## RECORDS SHOWN
## Begin
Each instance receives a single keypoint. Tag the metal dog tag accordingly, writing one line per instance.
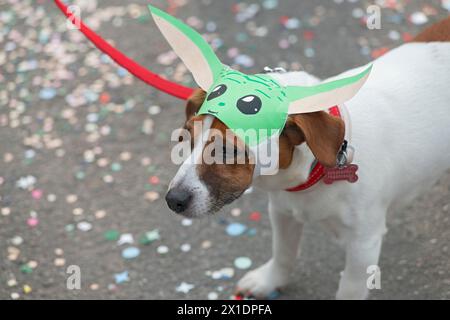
(347, 172)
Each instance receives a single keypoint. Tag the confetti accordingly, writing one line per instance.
(235, 229)
(184, 287)
(130, 253)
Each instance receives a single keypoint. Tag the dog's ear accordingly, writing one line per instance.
(322, 132)
(193, 104)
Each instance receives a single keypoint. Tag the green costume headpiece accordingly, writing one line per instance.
(243, 101)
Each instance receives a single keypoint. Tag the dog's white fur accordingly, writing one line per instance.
(401, 134)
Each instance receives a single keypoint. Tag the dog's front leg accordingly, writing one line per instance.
(286, 234)
(361, 252)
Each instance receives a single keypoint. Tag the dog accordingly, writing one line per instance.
(400, 123)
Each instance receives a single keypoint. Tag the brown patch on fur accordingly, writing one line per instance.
(226, 182)
(438, 32)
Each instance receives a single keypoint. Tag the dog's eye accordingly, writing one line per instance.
(250, 104)
(217, 91)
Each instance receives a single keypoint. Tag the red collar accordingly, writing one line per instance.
(318, 171)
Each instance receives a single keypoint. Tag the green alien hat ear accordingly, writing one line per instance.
(325, 95)
(190, 46)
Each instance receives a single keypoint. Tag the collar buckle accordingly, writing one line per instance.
(342, 156)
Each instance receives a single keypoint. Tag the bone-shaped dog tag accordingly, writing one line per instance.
(344, 173)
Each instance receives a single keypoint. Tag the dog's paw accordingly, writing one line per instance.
(262, 282)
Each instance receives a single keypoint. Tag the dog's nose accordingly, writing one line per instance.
(178, 199)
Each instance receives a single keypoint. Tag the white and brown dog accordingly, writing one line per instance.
(400, 123)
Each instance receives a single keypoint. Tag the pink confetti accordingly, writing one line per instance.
(33, 222)
(37, 194)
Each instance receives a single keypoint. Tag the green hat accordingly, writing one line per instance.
(254, 107)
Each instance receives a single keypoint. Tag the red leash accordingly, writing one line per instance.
(134, 68)
(318, 171)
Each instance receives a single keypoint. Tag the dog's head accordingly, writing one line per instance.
(204, 188)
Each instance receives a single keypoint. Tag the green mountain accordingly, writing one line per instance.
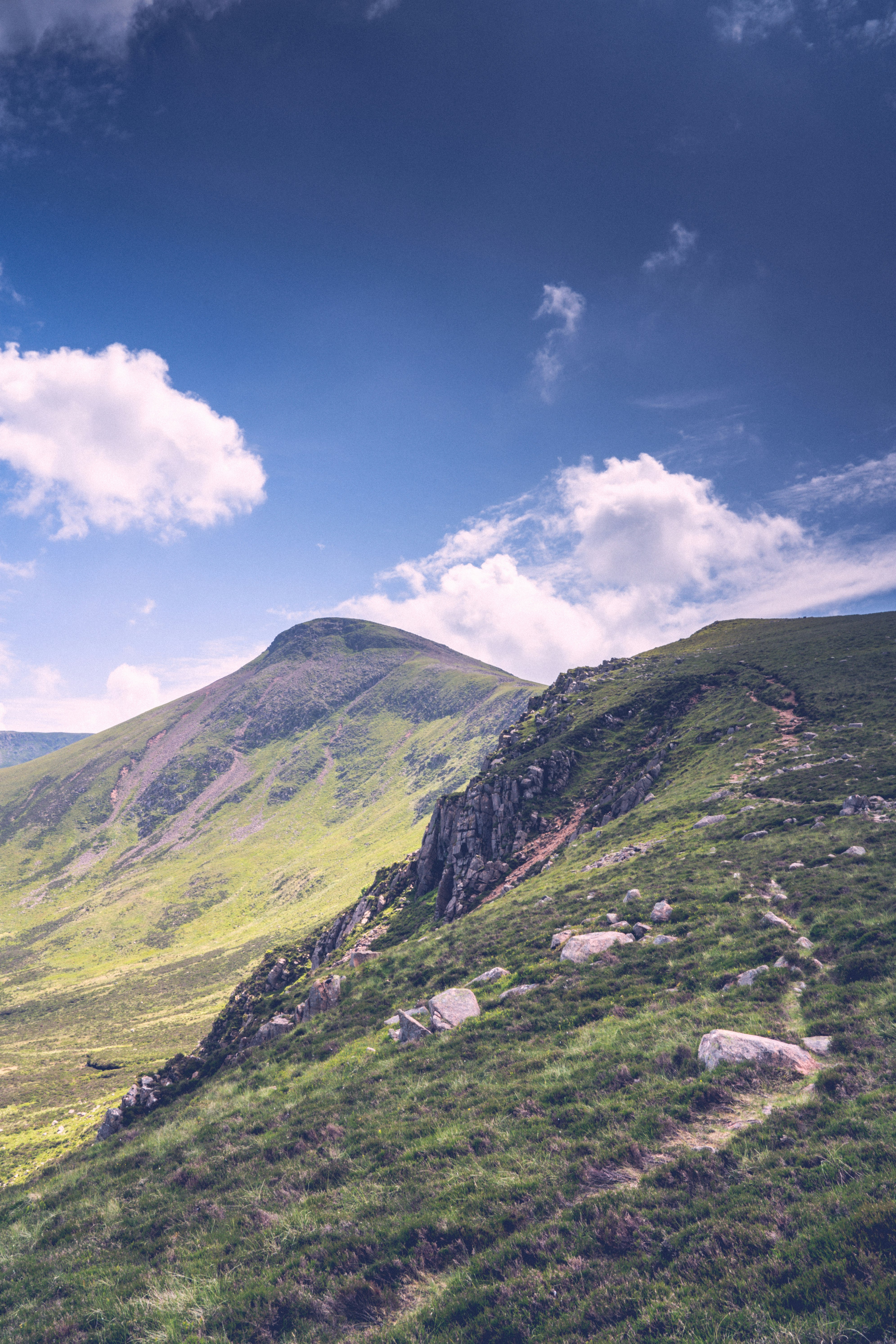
## End
## WHAT THE TASK ASKS
Could you write out, word for word, every line of the material from the line containing "Each instance receives a single keypoint. Tag the dog's paw" through the end of the material, including both of those lines and leaving the pictures out?

## TASK SOLUTION
Each instance receives a single keypoint. Tag the dog's paw accordingly, writing one line per instance.
(262, 282)
Each instance receives a single keypoint. Tag the dog's nose accordingly, writing one line per instance.
(178, 199)
Each instance receives a single keypoint. Tag the white and brown dog accordingly, writing one line per instance.
(400, 123)
Each instance receives a single keypoint. Tag the pink confetti accordingly, writing one line per instance.
(33, 222)
(37, 194)
Each instance receives a single keypoint. Tag the green hat accordingly, writing one line per instance.
(254, 107)
Each instance receives a single keypoint. Tag the red leash accordingly, writing one line per instance.
(134, 68)
(318, 171)
Each instance receives a single keypoint. Tag the dog's head accordingly, writing one line per instance.
(204, 188)
Each instance receives a single keypoint. Tag the green mountain accordingly, writing one line per instance.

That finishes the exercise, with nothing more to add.